ABOUT THIS TASK
Would you write out, word for word, each line of the records below from the top through the one holding "holes: even-odd"?
************
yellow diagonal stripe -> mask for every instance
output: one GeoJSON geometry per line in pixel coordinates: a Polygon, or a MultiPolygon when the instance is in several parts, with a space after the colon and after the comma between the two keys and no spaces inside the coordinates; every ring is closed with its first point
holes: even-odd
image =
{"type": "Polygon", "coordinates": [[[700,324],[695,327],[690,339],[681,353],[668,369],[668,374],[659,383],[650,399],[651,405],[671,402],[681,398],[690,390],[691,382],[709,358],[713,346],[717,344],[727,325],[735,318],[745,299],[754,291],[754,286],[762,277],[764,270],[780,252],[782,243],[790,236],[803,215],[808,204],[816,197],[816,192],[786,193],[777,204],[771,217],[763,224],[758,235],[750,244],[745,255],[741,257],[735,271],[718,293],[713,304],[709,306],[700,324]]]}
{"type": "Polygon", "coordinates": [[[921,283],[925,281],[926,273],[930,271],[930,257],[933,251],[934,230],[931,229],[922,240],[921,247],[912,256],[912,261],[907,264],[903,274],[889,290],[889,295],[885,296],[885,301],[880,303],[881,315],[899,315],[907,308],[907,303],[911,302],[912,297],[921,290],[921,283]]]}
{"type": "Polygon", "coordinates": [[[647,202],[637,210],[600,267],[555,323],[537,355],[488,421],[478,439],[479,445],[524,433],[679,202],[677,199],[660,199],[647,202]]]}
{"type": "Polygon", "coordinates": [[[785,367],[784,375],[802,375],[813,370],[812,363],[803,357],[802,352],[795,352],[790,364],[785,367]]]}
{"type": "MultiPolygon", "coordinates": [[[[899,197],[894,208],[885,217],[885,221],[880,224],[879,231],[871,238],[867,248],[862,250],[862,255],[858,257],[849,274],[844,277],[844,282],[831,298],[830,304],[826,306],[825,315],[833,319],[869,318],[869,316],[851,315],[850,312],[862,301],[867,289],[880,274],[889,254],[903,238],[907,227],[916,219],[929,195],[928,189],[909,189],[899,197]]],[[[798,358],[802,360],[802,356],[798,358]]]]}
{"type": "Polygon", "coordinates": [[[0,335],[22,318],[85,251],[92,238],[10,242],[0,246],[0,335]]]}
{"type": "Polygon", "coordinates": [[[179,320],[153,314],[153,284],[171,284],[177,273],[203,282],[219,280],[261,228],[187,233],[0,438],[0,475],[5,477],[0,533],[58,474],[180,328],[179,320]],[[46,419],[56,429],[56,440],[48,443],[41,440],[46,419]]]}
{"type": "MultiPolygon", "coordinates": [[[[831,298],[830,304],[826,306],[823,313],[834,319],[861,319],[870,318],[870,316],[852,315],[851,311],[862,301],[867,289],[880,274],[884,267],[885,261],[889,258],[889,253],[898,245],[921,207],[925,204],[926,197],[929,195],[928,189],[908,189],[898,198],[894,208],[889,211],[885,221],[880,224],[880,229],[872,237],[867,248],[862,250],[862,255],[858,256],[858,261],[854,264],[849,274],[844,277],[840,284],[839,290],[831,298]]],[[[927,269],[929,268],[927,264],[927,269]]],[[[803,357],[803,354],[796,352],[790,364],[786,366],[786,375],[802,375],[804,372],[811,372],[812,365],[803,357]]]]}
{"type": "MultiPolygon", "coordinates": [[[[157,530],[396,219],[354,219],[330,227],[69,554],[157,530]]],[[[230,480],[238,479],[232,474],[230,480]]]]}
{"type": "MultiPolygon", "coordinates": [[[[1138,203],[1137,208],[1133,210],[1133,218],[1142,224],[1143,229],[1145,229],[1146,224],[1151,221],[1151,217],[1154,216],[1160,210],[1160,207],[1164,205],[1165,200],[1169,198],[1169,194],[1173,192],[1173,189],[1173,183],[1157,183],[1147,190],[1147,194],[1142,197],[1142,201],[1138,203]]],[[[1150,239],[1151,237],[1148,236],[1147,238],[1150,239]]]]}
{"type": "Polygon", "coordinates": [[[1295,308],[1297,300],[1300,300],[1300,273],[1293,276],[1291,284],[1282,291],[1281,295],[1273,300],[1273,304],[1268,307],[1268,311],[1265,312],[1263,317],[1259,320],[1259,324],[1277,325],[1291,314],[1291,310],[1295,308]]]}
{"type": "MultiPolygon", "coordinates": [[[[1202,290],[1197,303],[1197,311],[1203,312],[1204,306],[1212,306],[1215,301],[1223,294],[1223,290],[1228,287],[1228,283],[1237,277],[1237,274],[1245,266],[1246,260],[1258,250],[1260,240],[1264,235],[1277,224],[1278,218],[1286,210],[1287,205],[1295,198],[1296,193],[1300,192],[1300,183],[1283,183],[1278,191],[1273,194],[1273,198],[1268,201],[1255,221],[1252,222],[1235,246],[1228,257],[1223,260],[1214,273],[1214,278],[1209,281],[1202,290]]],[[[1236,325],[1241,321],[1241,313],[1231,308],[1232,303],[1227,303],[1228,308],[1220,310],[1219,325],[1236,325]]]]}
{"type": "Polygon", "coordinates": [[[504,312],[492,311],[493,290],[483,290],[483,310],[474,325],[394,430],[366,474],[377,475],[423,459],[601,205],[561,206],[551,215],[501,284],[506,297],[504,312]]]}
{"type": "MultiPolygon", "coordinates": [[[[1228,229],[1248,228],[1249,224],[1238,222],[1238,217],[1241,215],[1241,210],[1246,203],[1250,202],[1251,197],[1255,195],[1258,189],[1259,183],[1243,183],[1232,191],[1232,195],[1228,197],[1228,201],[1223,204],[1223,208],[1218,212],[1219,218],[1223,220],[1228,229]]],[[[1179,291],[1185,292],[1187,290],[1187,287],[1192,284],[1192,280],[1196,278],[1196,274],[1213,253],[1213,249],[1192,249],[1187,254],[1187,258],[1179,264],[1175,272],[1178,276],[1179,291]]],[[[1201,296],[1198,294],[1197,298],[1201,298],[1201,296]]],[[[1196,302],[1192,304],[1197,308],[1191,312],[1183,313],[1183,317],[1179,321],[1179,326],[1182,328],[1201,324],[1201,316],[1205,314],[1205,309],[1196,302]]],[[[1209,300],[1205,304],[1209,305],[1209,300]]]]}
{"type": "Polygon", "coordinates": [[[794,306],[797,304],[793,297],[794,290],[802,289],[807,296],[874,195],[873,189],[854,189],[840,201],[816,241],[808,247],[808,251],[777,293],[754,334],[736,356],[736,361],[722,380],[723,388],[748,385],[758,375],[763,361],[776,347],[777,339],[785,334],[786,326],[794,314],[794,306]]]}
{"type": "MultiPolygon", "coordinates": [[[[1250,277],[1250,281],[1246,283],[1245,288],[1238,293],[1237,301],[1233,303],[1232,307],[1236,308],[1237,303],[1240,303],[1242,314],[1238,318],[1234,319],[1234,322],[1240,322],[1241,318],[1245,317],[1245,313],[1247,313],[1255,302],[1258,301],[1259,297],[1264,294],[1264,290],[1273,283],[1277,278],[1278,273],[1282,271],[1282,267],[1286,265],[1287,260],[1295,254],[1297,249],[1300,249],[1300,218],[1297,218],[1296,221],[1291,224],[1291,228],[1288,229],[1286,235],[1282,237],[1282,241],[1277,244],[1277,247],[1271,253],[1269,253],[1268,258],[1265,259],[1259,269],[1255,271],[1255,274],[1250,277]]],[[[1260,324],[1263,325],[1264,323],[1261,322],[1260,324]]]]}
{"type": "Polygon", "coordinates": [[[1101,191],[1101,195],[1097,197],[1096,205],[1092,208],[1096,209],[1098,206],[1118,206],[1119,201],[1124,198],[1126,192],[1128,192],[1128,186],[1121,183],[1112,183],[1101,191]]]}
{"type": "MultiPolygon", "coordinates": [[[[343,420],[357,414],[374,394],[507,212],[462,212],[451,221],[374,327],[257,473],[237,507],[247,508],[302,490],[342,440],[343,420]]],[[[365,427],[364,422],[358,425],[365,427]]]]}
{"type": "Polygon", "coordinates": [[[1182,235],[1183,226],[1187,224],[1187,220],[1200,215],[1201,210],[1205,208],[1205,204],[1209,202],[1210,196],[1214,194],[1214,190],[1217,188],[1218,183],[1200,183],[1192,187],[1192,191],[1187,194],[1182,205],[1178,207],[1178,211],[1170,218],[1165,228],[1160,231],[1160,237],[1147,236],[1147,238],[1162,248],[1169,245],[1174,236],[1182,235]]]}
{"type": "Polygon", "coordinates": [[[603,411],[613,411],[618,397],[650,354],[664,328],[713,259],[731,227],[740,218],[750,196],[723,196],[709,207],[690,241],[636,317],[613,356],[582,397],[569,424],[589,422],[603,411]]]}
************
ANSWER BOX
yellow diagonal stripe -> mask for every instance
output: one GeoJSON geometry per line in pixel coordinates: a Polygon, or a MultiPolygon when the instance is in several parts, with a space after the colon and after the comma between the two keys and no spaces inside the coordinates; every ring is closed with its first point
holes: even-odd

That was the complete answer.